## Begin SUPPLIED TEXT

I've been working to reconcile my 2016 taxes whenever a few minutes of sharp mental acuity arise. Numbers are not my thing, but I like to have some financial awareness of the past year figured out before going too far into the new year. This year my records worked out to the penny!
For sure, more expenses always seem to tally up than I anticipated. Yet, the beginning of the year is when you need to know whether you made money in the last year so that you can be ready to pay income taxes while there is some money in the bank.
I've been audited by the IRS twice in my career. They red flag home-based businesses some times to check on abuse or sloppy records. Fortunately, good record keeping and a few other tips allowed me to survive both times without any "extras" due.
So here are my top two super simple rules for artists and makers to keep their business accounting on the up and up -- separate your business accounts and keep receipts. The rest of this post will explain what I mean, followed by a list of posts about accounting and my experience with the I.R.S., all written from my personal experience as an artist, not an accountant.

## End SUPPLIED TEXT
## Begin DATA LINES

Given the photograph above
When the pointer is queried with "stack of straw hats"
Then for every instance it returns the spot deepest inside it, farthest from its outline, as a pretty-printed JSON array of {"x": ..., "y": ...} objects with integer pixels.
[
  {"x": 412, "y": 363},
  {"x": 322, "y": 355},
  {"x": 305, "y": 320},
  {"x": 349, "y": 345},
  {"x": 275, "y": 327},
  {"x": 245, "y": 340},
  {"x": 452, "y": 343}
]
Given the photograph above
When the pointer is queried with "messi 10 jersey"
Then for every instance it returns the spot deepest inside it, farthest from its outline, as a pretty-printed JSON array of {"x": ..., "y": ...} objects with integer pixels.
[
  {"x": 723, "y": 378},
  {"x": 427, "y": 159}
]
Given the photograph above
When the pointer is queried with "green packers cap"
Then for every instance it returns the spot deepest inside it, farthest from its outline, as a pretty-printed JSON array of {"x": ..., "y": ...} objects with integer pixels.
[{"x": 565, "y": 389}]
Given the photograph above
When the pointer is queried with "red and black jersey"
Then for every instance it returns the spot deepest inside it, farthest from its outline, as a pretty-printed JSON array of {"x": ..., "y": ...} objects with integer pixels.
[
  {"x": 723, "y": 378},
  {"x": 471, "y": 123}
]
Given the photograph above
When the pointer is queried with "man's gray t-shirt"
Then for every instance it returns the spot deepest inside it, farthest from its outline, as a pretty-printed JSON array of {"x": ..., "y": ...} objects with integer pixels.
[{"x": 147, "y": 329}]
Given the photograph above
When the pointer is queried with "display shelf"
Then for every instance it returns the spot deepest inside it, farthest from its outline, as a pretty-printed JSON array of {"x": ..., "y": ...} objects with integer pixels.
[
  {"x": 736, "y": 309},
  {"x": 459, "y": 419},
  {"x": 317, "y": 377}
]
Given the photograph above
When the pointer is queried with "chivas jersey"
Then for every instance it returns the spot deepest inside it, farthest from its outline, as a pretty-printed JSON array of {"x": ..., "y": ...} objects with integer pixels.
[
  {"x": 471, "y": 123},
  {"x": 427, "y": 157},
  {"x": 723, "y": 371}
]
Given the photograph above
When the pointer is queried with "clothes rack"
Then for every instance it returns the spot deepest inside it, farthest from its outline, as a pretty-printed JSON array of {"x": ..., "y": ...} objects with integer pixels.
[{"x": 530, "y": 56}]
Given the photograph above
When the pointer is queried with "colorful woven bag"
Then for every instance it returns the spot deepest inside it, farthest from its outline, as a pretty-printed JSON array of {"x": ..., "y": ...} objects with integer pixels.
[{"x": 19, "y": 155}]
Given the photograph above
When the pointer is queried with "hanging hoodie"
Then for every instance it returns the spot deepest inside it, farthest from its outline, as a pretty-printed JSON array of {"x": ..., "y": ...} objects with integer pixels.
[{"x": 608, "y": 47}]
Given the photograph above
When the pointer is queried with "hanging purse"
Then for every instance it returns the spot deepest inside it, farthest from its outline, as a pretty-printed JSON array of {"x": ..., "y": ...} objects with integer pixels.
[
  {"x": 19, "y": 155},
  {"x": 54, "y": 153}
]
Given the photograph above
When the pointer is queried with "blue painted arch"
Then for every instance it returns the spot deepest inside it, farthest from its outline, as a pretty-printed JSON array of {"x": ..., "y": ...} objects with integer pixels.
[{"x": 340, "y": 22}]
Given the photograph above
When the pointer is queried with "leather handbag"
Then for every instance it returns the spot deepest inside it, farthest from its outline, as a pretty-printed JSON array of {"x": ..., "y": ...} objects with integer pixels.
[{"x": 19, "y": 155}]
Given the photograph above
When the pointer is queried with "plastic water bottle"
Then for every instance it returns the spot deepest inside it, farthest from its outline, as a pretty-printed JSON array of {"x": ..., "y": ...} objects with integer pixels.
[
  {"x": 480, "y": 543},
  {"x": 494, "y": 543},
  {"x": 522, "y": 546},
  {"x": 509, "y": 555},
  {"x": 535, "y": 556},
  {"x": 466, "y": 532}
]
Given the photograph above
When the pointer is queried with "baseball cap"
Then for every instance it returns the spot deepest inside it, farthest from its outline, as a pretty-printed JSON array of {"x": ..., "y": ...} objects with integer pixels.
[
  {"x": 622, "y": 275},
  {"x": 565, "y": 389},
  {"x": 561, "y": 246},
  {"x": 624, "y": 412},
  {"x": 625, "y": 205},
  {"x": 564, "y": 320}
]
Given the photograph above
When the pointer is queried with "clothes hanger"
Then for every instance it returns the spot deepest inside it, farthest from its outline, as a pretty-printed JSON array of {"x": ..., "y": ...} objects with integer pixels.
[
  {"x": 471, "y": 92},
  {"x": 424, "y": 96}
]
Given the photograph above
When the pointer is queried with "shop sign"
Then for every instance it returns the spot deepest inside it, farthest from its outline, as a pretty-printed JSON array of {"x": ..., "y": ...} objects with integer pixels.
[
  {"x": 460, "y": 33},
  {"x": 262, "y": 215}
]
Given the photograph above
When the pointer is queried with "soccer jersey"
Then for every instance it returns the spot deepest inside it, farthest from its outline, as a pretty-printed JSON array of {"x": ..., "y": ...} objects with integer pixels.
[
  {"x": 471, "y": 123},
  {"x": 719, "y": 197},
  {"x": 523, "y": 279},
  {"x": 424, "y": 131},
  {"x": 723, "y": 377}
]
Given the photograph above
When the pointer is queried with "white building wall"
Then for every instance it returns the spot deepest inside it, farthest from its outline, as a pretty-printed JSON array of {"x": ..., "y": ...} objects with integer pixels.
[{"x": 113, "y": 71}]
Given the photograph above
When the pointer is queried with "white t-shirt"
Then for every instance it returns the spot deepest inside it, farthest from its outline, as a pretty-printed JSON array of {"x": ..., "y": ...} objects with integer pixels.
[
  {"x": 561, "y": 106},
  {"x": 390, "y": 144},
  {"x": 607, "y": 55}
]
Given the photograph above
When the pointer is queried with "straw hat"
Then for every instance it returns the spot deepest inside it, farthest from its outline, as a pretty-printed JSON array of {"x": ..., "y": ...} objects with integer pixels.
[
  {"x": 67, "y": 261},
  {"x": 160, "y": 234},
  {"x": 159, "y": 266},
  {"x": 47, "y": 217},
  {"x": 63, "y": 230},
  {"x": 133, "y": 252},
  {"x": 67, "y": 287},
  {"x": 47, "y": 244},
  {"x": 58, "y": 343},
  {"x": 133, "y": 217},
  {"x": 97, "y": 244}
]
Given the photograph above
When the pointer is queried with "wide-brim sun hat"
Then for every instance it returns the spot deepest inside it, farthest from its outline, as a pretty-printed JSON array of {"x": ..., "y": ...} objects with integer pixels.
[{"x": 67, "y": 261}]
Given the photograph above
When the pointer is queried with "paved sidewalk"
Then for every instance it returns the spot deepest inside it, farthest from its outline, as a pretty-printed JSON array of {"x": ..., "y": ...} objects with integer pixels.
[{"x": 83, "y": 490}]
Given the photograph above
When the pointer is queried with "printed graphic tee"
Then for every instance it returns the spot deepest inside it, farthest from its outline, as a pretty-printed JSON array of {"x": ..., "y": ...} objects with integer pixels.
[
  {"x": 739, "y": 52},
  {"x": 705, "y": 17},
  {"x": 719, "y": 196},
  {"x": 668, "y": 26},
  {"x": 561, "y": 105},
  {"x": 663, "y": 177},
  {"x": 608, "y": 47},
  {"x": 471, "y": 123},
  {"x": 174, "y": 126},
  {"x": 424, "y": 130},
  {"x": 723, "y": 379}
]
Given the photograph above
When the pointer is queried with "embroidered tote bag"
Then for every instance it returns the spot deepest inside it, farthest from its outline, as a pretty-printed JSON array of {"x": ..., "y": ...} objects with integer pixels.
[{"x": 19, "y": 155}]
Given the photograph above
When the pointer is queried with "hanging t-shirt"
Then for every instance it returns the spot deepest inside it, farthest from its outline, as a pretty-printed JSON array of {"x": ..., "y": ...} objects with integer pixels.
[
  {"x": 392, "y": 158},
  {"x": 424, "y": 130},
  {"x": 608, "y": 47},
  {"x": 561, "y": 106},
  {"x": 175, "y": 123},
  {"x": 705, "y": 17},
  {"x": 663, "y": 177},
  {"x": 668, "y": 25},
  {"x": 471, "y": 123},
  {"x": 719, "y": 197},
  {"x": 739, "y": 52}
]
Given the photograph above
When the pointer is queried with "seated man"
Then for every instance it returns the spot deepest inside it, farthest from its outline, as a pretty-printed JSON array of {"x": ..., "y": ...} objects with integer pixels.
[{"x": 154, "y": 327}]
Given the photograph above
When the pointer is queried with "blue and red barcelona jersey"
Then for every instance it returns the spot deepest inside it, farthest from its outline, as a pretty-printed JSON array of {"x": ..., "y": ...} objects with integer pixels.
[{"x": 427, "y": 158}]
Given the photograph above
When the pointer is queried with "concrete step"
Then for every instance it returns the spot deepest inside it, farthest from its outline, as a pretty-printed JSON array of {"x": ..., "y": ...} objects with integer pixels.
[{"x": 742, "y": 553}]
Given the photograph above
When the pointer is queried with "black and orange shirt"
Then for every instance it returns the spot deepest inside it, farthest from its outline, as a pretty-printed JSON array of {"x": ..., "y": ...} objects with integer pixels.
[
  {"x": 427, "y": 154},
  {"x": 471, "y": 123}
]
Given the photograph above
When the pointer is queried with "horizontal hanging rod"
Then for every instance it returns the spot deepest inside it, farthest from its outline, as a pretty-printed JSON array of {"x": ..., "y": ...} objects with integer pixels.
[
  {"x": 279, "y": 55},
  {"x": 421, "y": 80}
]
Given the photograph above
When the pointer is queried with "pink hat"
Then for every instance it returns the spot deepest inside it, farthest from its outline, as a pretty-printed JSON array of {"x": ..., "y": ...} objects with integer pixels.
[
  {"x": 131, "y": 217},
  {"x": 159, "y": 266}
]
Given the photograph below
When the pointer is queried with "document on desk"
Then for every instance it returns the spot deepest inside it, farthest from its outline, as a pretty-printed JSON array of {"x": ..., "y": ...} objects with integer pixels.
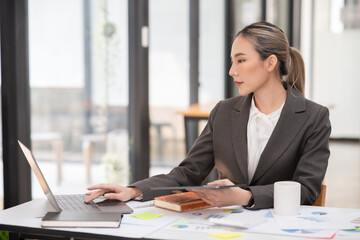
[
  {"x": 198, "y": 221},
  {"x": 81, "y": 219},
  {"x": 139, "y": 224}
]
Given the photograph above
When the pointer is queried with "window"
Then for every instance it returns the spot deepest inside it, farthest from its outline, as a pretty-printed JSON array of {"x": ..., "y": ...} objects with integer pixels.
[{"x": 79, "y": 92}]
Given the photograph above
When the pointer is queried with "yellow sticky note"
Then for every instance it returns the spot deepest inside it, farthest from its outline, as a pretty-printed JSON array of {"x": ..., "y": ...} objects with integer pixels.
[
  {"x": 226, "y": 235},
  {"x": 147, "y": 215}
]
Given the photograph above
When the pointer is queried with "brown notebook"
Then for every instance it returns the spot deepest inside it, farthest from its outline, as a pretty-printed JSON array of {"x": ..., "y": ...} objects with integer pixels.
[{"x": 181, "y": 202}]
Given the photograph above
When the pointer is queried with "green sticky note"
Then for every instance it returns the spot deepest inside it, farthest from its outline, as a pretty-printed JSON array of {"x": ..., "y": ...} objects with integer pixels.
[
  {"x": 147, "y": 215},
  {"x": 226, "y": 235}
]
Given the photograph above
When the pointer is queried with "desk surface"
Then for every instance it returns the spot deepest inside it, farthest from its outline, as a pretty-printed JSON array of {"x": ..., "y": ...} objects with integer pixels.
[
  {"x": 26, "y": 219},
  {"x": 196, "y": 111}
]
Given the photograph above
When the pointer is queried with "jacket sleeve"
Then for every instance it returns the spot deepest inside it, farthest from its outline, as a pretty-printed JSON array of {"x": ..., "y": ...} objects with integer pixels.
[
  {"x": 311, "y": 167},
  {"x": 191, "y": 171}
]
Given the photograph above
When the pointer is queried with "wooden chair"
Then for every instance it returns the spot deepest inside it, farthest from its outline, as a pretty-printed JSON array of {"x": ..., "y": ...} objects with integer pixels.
[{"x": 321, "y": 199}]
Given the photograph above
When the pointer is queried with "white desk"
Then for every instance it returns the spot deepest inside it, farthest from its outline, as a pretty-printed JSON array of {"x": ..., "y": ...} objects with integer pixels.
[{"x": 25, "y": 219}]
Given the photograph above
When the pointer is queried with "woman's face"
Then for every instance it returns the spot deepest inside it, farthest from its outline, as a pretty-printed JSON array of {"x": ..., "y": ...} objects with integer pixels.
[{"x": 247, "y": 69}]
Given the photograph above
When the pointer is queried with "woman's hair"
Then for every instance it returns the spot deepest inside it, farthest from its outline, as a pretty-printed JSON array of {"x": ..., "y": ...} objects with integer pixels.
[{"x": 268, "y": 40}]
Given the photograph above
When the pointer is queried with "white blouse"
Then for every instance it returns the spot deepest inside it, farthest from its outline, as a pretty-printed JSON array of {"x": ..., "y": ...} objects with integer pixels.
[{"x": 260, "y": 128}]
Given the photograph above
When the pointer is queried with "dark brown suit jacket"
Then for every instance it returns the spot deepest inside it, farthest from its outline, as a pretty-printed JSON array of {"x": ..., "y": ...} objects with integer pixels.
[{"x": 297, "y": 150}]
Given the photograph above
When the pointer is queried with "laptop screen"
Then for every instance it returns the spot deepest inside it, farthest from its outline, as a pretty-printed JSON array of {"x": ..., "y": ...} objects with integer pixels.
[{"x": 40, "y": 177}]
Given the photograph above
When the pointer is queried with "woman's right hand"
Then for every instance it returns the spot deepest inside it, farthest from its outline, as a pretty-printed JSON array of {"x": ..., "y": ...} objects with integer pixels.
[{"x": 112, "y": 191}]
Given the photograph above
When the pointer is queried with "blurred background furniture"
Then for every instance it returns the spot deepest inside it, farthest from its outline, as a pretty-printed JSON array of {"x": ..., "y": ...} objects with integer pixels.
[{"x": 55, "y": 139}]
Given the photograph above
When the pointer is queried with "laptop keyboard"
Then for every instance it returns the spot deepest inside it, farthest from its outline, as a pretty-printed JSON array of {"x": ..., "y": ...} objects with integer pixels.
[{"x": 75, "y": 203}]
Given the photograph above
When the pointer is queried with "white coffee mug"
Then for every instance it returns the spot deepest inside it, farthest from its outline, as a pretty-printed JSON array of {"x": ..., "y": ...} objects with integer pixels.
[{"x": 287, "y": 198}]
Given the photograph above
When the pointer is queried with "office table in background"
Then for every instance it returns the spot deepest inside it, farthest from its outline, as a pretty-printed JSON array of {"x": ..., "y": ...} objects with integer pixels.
[{"x": 192, "y": 116}]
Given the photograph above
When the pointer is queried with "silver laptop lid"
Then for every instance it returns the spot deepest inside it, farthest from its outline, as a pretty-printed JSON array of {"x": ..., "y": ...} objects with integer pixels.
[{"x": 40, "y": 177}]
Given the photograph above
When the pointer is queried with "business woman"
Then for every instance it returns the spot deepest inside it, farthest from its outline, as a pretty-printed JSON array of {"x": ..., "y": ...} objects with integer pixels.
[{"x": 269, "y": 133}]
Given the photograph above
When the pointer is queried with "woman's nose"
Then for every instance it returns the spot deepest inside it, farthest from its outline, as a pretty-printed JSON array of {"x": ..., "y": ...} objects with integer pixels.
[{"x": 231, "y": 71}]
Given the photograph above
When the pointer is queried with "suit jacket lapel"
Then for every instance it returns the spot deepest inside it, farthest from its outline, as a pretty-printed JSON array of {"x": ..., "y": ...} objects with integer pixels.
[
  {"x": 240, "y": 117},
  {"x": 292, "y": 118}
]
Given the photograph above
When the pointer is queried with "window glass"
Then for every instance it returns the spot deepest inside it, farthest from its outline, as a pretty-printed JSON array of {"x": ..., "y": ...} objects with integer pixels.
[
  {"x": 168, "y": 81},
  {"x": 1, "y": 158},
  {"x": 212, "y": 51},
  {"x": 79, "y": 92}
]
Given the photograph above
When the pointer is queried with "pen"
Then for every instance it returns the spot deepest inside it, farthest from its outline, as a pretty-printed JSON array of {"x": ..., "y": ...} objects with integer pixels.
[{"x": 197, "y": 187}]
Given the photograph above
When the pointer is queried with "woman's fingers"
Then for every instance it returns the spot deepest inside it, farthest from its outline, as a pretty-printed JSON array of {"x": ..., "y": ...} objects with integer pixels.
[{"x": 93, "y": 195}]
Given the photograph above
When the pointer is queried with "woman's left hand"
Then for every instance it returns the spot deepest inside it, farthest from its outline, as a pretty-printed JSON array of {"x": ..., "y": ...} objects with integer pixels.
[{"x": 224, "y": 197}]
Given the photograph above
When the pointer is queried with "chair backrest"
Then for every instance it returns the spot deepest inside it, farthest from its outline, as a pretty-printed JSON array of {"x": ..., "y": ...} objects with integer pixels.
[{"x": 321, "y": 199}]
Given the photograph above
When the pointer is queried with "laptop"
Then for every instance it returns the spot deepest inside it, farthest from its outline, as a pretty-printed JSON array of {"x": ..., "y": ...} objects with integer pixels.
[{"x": 74, "y": 202}]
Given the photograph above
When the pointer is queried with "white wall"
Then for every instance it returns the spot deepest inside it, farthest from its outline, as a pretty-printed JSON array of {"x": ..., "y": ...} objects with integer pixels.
[{"x": 336, "y": 72}]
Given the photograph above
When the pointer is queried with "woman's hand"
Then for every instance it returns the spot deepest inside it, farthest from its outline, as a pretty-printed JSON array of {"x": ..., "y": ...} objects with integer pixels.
[
  {"x": 112, "y": 191},
  {"x": 224, "y": 197}
]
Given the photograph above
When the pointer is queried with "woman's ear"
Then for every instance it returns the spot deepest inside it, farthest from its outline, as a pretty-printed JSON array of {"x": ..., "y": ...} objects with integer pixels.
[{"x": 271, "y": 63}]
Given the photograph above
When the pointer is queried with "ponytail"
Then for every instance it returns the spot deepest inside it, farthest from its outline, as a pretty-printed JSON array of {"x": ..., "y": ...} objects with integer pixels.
[
  {"x": 268, "y": 39},
  {"x": 296, "y": 74}
]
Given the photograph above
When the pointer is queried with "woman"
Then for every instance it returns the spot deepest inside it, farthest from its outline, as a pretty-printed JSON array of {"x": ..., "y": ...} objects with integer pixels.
[{"x": 270, "y": 133}]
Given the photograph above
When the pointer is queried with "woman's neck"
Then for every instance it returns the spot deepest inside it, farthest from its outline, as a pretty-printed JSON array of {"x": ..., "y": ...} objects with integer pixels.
[{"x": 271, "y": 98}]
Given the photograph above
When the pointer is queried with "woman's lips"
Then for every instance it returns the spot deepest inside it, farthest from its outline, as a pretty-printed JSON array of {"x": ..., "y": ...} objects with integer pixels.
[{"x": 238, "y": 83}]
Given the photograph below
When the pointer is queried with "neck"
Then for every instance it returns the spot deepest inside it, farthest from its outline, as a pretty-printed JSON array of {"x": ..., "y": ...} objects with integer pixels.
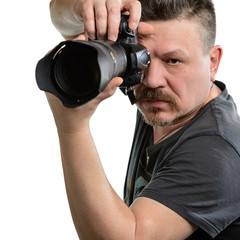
[{"x": 163, "y": 132}]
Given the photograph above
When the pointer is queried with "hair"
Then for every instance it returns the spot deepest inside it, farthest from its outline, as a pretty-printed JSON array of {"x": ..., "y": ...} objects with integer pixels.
[{"x": 202, "y": 11}]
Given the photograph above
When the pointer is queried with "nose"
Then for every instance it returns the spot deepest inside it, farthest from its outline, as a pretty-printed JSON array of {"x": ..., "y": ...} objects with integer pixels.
[{"x": 154, "y": 75}]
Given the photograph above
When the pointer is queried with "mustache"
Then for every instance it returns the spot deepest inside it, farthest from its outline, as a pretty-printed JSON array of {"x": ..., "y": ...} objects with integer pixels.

## End DATA LINES

- [REQUIREMENT]: Copy out the entire blog post above on tax records for artists and makers, word for word, with nothing left out or changed.

- [RESULT FOR THIS TASK]:
I've been working to reconcile my 2016 taxes whenever a few minutes of sharp mental acuity arise. Numbers are not my thing, but I like to have some financial awareness of the past year figured out before going too far into the new year. This year my records worked out to the penny!
For sure, more expenses always seem to tally up than I anticipated. Yet, the beginning of the year is when you need to know whether you made money in the last year so that you can be ready to pay income taxes while there is some money in the bank.
I've been audited by the IRS twice in my career. They red flag home-based businesses some times to check on abuse or sloppy records. Fortunately, good record keeping and a few other tips allowed me to survive both times without any "extras" due.
So here are my top two super simple rules for artists and makers to keep their business accounting on the up and up -- separate your business accounts and keep receipts. The rest of this post will explain what I mean, followed by a list of posts about accounting and my experience with the I.R.S., all written from my personal experience as an artist, not an accountant.